:: Instructions for the task ::
Starting with the line containing "Which pixel sits on the dirt" and going on through the last of the entries, rename "cable car" to "gondola" wherever it occurs, keeping every other part of those lines the same.

◆ ◆ ◆ ◆ ◆

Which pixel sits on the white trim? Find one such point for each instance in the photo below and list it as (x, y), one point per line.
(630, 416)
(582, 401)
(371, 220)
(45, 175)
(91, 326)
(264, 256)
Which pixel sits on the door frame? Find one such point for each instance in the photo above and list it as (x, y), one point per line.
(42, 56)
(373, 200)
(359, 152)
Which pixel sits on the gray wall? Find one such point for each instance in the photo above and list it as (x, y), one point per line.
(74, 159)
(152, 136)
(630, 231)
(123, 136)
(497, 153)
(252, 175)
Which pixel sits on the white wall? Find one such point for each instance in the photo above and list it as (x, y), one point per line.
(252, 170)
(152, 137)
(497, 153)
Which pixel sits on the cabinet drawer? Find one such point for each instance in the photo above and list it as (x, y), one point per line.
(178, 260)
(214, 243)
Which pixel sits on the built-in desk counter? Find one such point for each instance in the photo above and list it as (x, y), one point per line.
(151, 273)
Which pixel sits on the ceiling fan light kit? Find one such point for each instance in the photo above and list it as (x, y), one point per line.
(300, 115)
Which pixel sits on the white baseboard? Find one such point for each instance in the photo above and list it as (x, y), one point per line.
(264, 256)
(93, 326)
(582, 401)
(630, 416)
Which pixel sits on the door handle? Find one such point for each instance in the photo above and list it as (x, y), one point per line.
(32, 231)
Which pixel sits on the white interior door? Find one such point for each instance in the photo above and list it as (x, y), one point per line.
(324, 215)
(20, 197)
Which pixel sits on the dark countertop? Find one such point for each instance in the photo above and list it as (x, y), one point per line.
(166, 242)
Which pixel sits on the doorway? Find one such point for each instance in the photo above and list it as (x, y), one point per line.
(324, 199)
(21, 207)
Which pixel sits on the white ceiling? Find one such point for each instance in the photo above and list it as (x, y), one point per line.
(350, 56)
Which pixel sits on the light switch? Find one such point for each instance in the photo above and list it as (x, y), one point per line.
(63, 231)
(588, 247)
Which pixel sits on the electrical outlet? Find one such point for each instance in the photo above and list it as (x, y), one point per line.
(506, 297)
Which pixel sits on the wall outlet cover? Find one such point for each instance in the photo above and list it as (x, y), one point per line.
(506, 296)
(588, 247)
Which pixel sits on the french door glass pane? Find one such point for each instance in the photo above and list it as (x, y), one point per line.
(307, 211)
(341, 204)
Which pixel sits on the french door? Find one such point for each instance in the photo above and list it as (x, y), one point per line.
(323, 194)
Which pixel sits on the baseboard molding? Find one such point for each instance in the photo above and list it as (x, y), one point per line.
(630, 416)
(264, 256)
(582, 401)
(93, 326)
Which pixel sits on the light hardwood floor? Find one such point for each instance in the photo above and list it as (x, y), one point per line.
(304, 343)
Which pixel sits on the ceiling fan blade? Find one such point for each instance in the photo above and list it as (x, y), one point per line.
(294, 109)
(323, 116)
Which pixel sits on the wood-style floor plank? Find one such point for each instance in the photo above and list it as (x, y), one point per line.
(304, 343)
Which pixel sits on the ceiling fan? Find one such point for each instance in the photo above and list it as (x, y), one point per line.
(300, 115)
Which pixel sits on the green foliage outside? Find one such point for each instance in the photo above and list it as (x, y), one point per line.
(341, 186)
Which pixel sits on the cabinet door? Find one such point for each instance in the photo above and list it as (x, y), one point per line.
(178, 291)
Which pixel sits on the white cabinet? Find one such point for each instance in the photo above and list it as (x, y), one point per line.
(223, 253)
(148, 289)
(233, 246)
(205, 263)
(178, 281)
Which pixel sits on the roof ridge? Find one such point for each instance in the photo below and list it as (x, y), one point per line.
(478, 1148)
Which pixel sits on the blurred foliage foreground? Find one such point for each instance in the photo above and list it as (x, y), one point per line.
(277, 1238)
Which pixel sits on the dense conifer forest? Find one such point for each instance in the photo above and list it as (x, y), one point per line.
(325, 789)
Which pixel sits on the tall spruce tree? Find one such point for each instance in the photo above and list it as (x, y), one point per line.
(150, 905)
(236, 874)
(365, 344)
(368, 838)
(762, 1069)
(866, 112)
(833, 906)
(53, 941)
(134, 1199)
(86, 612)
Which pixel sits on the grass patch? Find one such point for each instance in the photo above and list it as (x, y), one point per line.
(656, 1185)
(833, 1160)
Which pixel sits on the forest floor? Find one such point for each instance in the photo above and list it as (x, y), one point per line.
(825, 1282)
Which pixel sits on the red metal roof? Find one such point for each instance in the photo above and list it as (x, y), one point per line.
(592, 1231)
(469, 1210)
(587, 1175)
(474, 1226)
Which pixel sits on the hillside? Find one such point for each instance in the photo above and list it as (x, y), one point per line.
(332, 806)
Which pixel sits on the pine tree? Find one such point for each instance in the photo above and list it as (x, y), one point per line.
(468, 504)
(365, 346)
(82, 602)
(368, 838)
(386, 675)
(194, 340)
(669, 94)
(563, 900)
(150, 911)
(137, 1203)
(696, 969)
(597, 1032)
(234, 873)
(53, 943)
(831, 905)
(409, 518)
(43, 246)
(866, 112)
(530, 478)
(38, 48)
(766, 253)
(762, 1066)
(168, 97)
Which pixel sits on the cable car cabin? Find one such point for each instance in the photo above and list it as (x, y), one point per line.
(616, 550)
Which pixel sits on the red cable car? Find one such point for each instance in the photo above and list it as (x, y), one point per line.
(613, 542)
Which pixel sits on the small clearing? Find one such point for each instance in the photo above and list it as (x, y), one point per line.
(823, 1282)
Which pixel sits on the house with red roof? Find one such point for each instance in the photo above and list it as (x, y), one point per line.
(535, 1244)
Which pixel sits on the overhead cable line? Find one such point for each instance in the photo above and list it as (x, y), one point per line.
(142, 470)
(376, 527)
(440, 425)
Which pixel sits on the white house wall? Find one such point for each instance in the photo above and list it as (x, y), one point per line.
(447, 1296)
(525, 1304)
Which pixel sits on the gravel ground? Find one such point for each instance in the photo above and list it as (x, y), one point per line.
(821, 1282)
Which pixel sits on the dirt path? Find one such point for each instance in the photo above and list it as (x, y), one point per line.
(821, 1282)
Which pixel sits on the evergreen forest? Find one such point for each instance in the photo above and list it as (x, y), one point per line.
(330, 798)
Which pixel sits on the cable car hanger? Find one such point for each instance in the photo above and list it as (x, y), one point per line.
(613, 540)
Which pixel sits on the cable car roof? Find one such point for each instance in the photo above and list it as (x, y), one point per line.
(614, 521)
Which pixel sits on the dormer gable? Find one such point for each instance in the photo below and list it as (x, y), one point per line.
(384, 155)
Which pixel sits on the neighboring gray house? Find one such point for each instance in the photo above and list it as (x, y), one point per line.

◆ ◆ ◆ ◆ ◆

:: Written response ::
Which pixel sits on the dirt path? Find one such point for each instance in the photo above and list it as (x, y), one point per line.
(821, 1282)
Which pixel sits on the evergreen forest? Find one such point for each instance in the photo above and list it as (x, y), one point per line.
(330, 798)
Which pixel sits on the gondola hanger? Find one such point for each instance in the photo above and list it as (x, y), one point per line.
(613, 540)
Which pixel sits on the gondola roof? Find one such point for each instance in the photo above and list it as (x, y), one point per line.
(614, 521)
Which pixel sits on the dormer gable? Find one such point for each instance in the photo below and list it as (x, y), one point per line.
(384, 155)
Which pixel sits on the neighboring gray house? Find one such point for each instance in the photo above and list it as (x, y), one point per line.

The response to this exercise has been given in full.